◆ Task details
List each line of the records below that contains the string "cockatoo".
--- start ---
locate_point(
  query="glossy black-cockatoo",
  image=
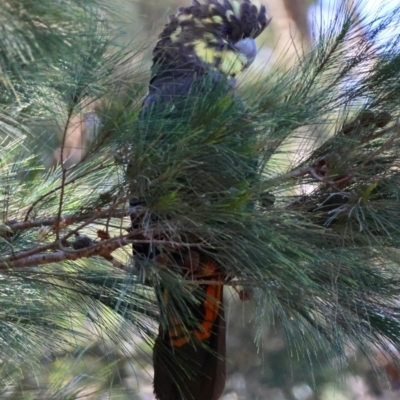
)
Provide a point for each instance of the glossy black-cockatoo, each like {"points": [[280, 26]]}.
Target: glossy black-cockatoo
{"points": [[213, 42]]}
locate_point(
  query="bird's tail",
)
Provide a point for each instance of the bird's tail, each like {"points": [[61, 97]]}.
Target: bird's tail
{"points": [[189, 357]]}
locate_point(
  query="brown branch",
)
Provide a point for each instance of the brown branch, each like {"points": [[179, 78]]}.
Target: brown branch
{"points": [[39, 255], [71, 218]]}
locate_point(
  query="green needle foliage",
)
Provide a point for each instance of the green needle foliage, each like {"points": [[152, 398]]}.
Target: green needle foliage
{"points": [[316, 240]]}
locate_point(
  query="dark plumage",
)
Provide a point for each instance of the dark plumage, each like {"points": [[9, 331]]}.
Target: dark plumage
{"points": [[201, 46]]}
--- end ---
--- start ---
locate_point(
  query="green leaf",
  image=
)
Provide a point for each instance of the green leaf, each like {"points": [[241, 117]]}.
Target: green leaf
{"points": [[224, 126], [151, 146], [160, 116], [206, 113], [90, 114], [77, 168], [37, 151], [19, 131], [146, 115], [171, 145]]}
--- end ---
--- start ---
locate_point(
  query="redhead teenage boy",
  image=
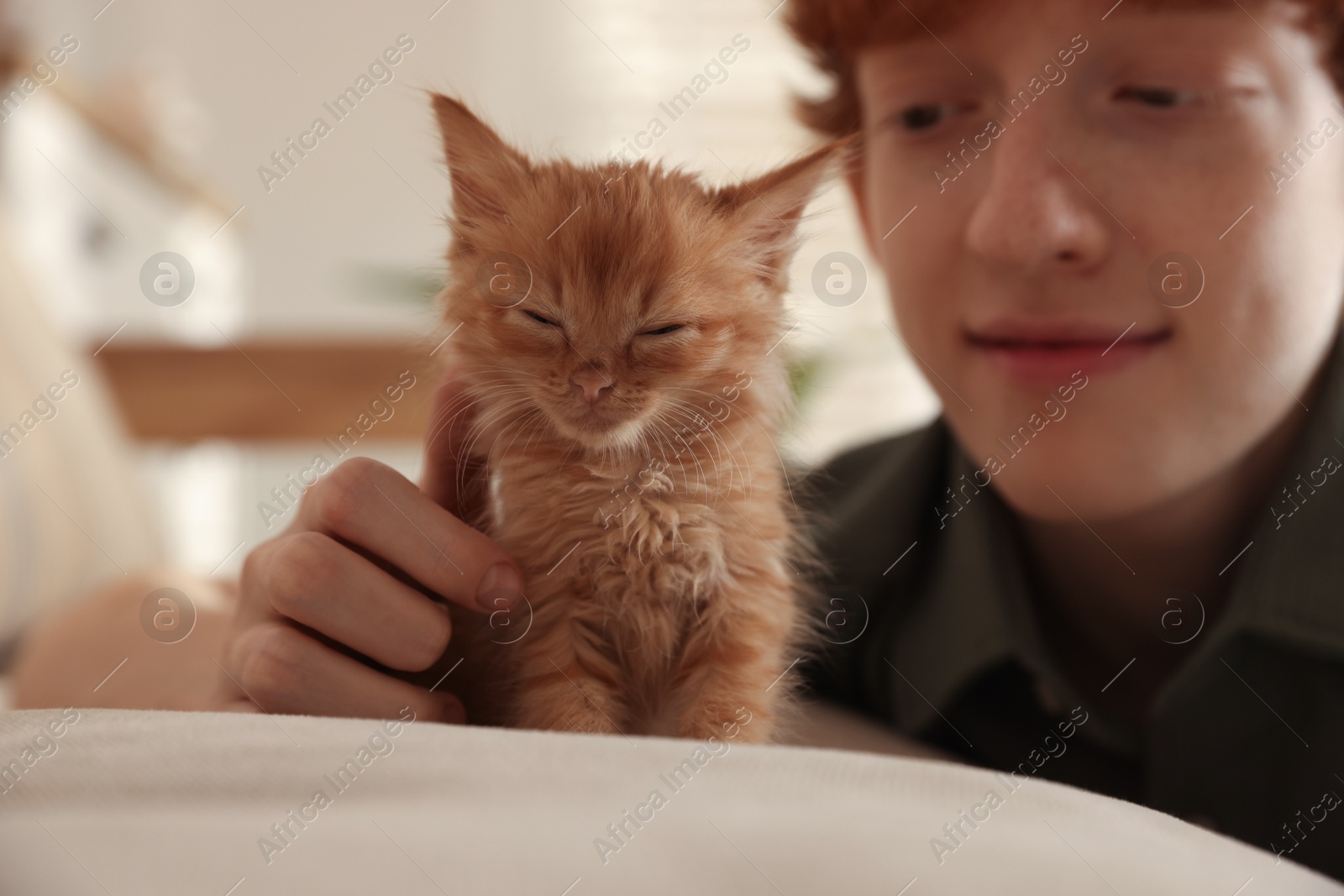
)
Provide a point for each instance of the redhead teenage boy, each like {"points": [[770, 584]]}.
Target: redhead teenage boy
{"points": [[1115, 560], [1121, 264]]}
--- end ---
◆ Task output
  query="glossy black-cockatoo",
Provide a point for each instance of the glossy black-cockatoo, each like {"points": [[280, 26]]}.
Target: glossy black-cockatoo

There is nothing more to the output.